Task to complete >>
Rewrite the records with each "Deliver" switched to "Provide", changing nothing else.
== Material for this task
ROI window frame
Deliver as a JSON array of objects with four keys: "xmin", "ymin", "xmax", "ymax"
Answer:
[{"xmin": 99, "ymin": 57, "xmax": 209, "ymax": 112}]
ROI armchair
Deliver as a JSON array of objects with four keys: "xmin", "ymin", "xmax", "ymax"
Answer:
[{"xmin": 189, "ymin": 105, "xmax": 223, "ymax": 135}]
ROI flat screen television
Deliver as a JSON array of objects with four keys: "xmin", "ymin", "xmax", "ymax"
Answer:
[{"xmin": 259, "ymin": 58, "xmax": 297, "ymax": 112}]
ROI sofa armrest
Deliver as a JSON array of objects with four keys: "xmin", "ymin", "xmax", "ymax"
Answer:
====
Written reply >>
ROI window frame
Provide as a JSON array of objects with four keys: "xmin", "ymin", "xmax", "ymax"
Answer:
[{"xmin": 99, "ymin": 57, "xmax": 209, "ymax": 112}]
ROI armchair
Provide as a JSON array of objects with four keys: "xmin", "ymin", "xmax", "ymax"
Answer:
[{"xmin": 189, "ymin": 105, "xmax": 223, "ymax": 135}]
ROI flat screen television
Provide as a JSON array of objects with four keys: "xmin", "ymin", "xmax", "ymax"
Answer:
[{"xmin": 259, "ymin": 58, "xmax": 297, "ymax": 112}]
ROI sofa armrest
Provide as a JSON array of objects with four keys: "xmin", "ymin", "xmax", "ymax"
Answer:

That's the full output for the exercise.